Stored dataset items
______________________________

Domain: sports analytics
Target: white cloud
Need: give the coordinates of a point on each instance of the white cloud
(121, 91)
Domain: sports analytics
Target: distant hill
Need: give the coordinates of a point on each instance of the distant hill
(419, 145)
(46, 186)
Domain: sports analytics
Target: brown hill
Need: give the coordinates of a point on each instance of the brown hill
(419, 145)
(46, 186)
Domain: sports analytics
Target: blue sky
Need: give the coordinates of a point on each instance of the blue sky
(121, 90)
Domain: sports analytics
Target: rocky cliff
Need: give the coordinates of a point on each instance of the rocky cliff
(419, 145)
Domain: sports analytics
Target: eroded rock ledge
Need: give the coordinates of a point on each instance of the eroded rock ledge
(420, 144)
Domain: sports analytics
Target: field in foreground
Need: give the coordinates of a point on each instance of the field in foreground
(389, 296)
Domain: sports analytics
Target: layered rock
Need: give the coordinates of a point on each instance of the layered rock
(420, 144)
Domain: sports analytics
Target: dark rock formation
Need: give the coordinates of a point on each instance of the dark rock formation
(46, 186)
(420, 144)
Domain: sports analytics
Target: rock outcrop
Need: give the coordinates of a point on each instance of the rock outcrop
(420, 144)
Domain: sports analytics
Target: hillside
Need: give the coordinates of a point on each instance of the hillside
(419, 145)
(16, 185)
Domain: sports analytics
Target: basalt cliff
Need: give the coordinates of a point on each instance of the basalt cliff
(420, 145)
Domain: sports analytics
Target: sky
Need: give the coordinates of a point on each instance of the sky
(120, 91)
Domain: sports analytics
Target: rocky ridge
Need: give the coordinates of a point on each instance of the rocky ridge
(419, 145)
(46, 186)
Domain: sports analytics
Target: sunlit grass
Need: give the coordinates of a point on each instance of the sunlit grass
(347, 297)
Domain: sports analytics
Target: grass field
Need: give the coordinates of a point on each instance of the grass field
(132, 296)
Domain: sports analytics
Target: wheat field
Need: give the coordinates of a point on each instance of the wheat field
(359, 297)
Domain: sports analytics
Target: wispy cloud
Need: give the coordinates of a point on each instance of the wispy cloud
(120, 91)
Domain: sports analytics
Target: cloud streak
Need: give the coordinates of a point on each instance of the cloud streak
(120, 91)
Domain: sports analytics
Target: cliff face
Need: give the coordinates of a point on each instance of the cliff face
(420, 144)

______________________________

- [What you need to do]: Please give each line above again, word for word.

- [Task solution]:
Domain: sports analytics
Target: white cloud
Need: give the coordinates of a point on each instance of the white cloud
(121, 91)
Domain: sports analytics
Target: distant hill
Need: give the coordinates of a point on each instance of the distant hill
(419, 145)
(46, 186)
Domain: sports analytics
Target: brown hill
Need: give the coordinates of a point on each instance of the brown hill
(419, 145)
(46, 186)
Domain: sports analytics
Target: blue sky
Need: give the coordinates of a point on each instance of the blue sky
(121, 90)
Domain: sports analytics
Target: rocky cliff
Need: give the coordinates of a point on each instance of the rocky cliff
(419, 145)
Domain: sports analytics
Target: eroded rock ledge
Need: give the coordinates of a point on each instance of the eroded rock ledge
(420, 144)
Domain: sports analytics
Target: field in foreground
Need: give the coordinates of a point on each instance of the field in foreground
(389, 296)
Domain: sports analytics
Target: layered rock
Need: give the coordinates of a point on each instance of the layered rock
(420, 144)
Domain: sports analytics
Target: dark rock formation
Need: give the coordinates of a point on each instance of the dark rock formation
(46, 186)
(420, 144)
Domain: sports analytics
Target: rock outcrop
Need: give the coordinates of a point on each instance of the rock outcrop
(420, 144)
Domain: sports analytics
Target: hillside
Need: give the coordinates of a point on each instance of the hillside
(419, 145)
(16, 185)
Domain: sports analytics
Target: basalt cliff
Need: give the coordinates of a point on each instance of the basalt cliff
(420, 145)
Domain: sports analytics
Target: sky
Need: give the coordinates of a point on each instance of the sky
(120, 91)
Domain: sports analytics
Target: rocky ridge
Need: give the coordinates of a point on each instance of the rocky ridge
(419, 145)
(46, 186)
Domain: sports analytics
Target: sunlit grass
Need: give the coordinates of a point on each instance of the sunlit grass
(347, 297)
Domain: sports analytics
Target: grass field
Need: give the coordinates of a point on each instance of the grass field
(132, 296)
Domain: sports analytics
Target: wheat field
Need: give the coordinates of a point on each instance of the wheat field
(359, 297)
Domain: sports analytics
Target: wispy cloud
Need: give the coordinates of a point on each instance of the wispy cloud
(120, 91)
Domain: sports analytics
Target: cloud streak
Need: give the coordinates of a point on each instance of the cloud streak
(120, 91)
Domain: sports analytics
Target: cliff face
Need: give the coordinates of a point on each instance of the cliff face
(420, 144)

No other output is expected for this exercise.